━━ Supplied data

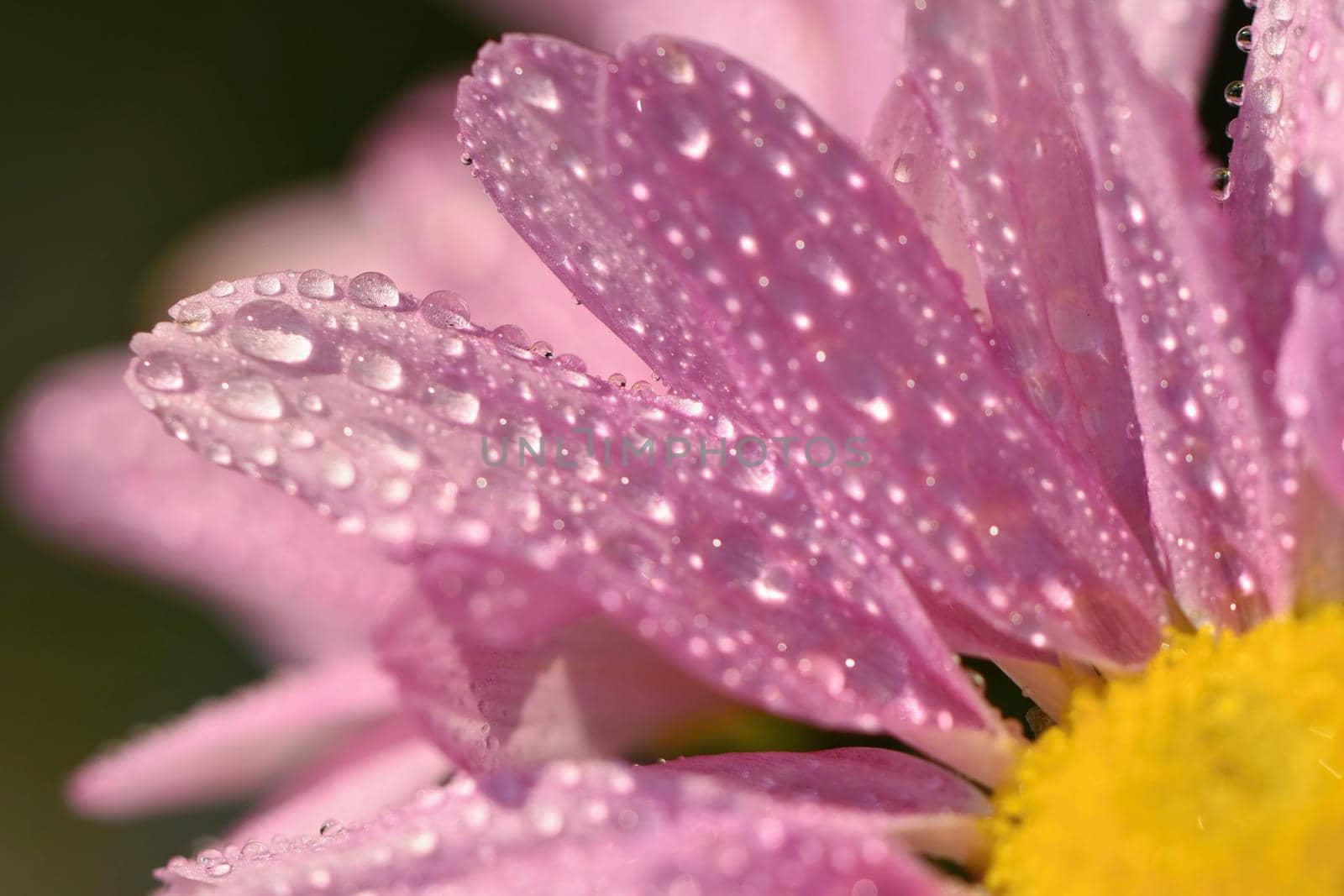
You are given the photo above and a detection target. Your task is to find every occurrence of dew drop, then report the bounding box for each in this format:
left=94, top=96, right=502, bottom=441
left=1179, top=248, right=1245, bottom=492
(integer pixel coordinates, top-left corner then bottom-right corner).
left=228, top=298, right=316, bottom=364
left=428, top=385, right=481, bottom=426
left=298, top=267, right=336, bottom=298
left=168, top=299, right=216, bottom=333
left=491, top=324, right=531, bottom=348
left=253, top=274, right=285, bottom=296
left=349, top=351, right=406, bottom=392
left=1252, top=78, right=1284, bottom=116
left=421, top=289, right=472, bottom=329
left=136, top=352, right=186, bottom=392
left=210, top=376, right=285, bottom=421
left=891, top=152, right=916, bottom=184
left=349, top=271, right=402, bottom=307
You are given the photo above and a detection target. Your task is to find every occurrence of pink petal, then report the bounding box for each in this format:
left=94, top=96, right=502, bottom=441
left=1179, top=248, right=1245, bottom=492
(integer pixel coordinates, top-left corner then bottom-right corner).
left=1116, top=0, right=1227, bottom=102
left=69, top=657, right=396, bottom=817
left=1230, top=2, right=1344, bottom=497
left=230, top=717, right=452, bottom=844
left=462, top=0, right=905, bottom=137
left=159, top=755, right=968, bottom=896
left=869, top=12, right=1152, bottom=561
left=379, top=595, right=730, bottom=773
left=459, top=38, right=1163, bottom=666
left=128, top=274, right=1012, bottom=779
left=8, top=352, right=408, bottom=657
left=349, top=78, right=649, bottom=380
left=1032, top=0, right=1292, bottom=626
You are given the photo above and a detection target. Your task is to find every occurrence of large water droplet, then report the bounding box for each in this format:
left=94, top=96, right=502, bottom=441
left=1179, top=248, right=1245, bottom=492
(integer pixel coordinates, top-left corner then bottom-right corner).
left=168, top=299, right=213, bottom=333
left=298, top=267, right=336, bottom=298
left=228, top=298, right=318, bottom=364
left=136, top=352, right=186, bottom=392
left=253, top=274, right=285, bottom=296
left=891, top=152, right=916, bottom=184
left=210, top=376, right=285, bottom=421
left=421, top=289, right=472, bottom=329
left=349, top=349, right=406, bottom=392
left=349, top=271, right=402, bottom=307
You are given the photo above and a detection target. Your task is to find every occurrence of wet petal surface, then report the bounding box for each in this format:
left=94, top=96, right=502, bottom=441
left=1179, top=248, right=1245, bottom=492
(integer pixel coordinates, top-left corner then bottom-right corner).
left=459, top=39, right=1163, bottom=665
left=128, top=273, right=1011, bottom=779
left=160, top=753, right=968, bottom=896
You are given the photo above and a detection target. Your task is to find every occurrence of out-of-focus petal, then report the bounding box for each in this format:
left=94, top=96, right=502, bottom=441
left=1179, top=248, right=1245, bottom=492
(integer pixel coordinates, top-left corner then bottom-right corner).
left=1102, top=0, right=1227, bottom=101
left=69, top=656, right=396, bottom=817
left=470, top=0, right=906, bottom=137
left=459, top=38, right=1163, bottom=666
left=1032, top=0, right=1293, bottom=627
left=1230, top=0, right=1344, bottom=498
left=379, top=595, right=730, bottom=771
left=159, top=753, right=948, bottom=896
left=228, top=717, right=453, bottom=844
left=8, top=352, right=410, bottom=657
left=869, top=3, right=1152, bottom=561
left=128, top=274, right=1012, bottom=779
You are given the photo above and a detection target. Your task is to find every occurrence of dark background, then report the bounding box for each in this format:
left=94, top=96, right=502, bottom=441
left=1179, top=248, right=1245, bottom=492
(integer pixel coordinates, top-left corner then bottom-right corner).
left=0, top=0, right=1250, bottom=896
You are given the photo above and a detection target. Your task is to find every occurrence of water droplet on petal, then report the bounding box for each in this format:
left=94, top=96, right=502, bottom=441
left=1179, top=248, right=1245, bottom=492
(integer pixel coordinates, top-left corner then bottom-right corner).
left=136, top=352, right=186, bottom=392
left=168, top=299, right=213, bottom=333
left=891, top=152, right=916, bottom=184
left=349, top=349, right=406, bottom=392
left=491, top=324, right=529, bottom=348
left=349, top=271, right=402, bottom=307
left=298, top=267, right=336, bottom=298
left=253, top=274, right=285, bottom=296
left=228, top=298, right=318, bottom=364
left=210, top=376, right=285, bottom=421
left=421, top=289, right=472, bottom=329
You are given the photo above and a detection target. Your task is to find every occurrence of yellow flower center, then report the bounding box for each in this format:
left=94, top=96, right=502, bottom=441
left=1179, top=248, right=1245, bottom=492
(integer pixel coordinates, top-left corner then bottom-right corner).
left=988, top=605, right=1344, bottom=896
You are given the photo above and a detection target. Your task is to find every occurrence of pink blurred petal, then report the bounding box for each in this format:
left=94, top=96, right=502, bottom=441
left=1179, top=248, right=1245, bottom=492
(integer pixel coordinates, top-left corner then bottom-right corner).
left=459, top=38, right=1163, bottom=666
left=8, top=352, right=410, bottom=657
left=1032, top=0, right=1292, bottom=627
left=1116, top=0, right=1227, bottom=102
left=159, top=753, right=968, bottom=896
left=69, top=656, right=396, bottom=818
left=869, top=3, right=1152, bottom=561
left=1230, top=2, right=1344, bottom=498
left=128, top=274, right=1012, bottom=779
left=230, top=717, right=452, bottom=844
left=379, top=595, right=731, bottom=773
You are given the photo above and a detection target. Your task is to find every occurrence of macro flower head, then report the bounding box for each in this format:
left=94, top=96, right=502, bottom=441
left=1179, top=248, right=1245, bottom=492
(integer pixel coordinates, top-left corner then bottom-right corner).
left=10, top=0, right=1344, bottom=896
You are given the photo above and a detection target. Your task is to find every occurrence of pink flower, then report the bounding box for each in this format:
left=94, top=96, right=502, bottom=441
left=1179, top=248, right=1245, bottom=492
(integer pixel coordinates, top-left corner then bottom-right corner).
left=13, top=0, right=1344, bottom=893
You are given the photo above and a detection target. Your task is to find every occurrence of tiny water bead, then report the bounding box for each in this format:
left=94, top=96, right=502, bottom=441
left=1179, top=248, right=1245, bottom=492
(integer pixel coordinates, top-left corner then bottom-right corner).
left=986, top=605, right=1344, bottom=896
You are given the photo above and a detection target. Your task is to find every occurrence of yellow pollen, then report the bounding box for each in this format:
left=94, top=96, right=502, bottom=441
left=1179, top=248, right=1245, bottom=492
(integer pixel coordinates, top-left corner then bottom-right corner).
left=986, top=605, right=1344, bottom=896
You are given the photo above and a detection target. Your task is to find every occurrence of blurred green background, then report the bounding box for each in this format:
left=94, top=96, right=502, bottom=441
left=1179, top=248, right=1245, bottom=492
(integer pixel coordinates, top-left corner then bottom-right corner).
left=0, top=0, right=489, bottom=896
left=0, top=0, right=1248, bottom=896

━━━━
━━ Supplied data

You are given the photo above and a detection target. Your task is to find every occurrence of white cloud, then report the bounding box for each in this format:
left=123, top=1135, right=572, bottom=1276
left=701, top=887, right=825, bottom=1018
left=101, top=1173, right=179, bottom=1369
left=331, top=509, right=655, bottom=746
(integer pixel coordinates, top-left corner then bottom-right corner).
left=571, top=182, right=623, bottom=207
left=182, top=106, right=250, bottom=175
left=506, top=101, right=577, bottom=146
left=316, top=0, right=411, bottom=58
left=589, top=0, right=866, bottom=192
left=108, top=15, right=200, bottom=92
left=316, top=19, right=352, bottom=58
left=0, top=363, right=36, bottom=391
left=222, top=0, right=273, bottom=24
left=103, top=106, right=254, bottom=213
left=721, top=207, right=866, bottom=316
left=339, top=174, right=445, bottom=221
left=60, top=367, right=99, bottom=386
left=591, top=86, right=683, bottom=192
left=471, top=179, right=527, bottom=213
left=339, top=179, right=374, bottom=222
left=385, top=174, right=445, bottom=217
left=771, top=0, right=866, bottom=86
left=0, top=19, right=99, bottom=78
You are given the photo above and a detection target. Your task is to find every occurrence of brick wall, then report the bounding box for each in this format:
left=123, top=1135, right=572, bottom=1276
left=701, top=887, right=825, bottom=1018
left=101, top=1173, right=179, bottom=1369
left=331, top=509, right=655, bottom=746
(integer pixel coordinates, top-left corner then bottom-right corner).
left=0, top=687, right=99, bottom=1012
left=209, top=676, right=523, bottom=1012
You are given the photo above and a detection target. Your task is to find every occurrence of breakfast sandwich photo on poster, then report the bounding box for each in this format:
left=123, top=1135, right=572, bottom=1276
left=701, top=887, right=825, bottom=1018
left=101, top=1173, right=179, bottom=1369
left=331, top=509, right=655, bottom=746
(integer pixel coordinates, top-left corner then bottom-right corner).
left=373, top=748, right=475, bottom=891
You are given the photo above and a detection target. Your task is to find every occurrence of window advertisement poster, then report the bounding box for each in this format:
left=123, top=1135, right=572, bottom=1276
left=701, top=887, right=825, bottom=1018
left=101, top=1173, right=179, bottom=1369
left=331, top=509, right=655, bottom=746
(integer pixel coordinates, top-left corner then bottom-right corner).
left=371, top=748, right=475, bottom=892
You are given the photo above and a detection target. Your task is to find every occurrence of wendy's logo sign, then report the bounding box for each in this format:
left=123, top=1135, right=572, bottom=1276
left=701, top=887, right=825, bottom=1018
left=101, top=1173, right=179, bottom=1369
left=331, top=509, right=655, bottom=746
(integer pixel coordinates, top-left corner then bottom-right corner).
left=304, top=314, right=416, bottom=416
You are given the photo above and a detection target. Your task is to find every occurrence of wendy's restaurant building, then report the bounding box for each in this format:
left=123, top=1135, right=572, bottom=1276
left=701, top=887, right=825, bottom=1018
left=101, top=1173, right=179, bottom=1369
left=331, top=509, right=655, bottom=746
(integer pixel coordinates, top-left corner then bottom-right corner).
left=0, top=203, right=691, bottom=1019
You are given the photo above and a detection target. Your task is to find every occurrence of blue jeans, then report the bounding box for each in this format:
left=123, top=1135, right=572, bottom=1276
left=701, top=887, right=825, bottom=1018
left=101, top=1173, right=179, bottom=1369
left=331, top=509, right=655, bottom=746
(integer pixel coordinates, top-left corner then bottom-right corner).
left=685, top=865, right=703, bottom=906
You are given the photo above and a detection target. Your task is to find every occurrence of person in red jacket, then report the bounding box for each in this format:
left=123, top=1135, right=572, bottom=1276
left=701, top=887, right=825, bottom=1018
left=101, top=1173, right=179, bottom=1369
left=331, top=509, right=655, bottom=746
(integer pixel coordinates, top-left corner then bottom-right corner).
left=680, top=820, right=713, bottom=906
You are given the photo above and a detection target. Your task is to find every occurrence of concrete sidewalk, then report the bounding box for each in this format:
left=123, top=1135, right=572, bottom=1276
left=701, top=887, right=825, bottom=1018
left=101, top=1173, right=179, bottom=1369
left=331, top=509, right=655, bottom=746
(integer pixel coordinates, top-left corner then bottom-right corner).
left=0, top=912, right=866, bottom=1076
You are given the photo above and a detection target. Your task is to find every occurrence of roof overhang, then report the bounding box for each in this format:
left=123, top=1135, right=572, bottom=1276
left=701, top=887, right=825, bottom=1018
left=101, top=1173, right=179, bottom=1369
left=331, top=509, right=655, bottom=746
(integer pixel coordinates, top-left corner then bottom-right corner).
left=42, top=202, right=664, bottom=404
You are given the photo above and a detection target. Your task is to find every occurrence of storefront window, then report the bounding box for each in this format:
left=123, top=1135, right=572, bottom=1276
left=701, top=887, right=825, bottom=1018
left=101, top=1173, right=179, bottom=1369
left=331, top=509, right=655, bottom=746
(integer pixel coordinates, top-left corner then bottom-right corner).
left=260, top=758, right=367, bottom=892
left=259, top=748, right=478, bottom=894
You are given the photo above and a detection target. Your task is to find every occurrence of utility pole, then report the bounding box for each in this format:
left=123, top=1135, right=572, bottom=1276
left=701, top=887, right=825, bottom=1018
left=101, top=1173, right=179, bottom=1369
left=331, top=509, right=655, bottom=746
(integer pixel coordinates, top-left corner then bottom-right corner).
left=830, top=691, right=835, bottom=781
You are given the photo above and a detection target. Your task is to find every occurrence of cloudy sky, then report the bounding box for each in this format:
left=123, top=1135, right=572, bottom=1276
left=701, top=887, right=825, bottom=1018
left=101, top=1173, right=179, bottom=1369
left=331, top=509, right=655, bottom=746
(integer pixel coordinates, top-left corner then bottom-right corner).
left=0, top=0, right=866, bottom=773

━━━━
━━ Supplied data

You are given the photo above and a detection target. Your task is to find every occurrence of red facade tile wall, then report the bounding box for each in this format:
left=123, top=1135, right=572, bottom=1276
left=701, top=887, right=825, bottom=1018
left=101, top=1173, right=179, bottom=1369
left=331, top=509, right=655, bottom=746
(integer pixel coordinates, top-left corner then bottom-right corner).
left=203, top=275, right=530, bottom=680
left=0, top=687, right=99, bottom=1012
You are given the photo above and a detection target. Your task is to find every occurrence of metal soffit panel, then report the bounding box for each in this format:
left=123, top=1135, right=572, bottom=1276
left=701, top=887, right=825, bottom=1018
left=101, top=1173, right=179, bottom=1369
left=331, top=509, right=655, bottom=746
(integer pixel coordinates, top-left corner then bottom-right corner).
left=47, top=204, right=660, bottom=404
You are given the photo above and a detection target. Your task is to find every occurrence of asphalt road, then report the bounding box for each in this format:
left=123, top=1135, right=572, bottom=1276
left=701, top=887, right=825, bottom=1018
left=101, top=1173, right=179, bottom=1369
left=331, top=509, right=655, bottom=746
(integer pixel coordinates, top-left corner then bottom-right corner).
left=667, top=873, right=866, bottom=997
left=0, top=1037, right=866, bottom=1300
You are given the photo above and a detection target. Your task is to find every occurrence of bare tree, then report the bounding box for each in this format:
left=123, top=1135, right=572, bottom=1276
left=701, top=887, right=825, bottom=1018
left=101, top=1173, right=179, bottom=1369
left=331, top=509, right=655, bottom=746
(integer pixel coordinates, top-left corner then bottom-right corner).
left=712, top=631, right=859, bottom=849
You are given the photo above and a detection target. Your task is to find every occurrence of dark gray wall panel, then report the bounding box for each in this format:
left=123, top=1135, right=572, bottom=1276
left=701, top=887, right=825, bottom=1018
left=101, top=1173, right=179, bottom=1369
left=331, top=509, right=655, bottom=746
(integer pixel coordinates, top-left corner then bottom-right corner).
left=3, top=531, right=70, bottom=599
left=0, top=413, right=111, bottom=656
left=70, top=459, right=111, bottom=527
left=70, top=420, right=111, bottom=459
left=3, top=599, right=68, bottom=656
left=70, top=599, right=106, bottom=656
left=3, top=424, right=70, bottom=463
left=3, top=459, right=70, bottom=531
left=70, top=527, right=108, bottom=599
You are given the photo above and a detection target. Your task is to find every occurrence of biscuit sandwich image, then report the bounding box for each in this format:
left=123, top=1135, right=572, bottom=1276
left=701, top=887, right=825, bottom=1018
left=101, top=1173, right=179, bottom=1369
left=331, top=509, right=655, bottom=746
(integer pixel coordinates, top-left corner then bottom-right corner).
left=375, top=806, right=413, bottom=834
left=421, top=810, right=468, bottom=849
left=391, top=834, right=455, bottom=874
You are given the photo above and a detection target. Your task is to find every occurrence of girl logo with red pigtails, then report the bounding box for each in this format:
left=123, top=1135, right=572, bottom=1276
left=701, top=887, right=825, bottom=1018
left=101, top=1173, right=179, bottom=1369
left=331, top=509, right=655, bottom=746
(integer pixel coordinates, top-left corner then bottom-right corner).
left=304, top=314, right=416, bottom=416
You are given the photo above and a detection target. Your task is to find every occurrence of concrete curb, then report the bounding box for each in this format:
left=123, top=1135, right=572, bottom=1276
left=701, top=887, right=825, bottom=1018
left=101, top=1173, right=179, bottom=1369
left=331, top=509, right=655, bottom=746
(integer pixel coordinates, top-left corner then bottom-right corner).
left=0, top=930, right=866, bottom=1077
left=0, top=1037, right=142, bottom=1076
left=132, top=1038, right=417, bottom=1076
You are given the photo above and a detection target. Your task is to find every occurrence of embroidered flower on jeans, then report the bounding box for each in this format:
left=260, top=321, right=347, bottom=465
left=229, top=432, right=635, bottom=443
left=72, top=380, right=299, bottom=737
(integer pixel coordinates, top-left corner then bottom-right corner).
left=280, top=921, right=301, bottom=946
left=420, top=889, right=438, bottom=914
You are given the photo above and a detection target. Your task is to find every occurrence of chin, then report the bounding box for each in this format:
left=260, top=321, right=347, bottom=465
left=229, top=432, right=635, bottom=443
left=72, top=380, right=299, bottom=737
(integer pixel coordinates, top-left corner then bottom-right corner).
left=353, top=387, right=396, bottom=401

━━━━

**Short exercise**
Please output everything from the line containing "occurrence of person" down to the line containing "left=259, top=748, right=478, bottom=894" as a Markdown table, including both of those lines and leaving out any blank lines. Use two columns: "Row" for the row number and "Line" for the line itself.

**Exercise solution**
| Row | Line |
|---|---|
| 1 | You are given the photo above and a detection target. Your task is to find every occurrence of person in red jacket, then report the bounding box for each in this format: |
| 2 | left=123, top=1135, right=572, bottom=1276 |
| 3 | left=701, top=887, right=825, bottom=1018 |
| 4 | left=101, top=1173, right=179, bottom=1369 |
| 5 | left=331, top=509, right=655, bottom=746 |
| 6 | (integer pixel coordinates, top-left corner then bottom-right corner). |
| 7 | left=680, top=820, right=713, bottom=906 |
| 8 | You are given the photo above and a detection target. Your task is to find every occurrence of concrete sidewalk, then report the bounding box for each in this format: |
| 9 | left=123, top=1135, right=572, bottom=1276 |
| 10 | left=701, top=887, right=825, bottom=1018 |
| 11 | left=101, top=1173, right=179, bottom=1369 |
| 12 | left=331, top=509, right=655, bottom=746 |
| 13 | (integer pixel coordinates, top-left corner then bottom-right corner). |
| 14 | left=0, top=912, right=866, bottom=1076 |
| 15 | You are given the photo above and a detection target. Your task is to find every occurrence of roof overhang, then report the bounding box for each in this format: |
| 16 | left=123, top=1135, right=572, bottom=1276 |
| 17 | left=701, top=887, right=825, bottom=1018 |
| 18 | left=101, top=1173, right=179, bottom=1369 |
| 19 | left=331, top=509, right=655, bottom=746 |
| 20 | (integer pixel coordinates, top-left corner then bottom-right corner). |
| 21 | left=42, top=202, right=664, bottom=404 |
| 22 | You are given the photo above and a detection target. Your task is to find every occurrence of storefront window, then report the bounding box for each in this format: |
| 23 | left=123, top=1135, right=572, bottom=1276 |
| 24 | left=701, top=887, right=825, bottom=1018 |
| 25 | left=101, top=1173, right=179, bottom=1369 |
| 26 | left=331, top=509, right=655, bottom=746 |
| 27 | (integer pixel coordinates, top-left corner then bottom-right corner). |
| 28 | left=260, top=758, right=367, bottom=892 |
| 29 | left=259, top=748, right=478, bottom=894 |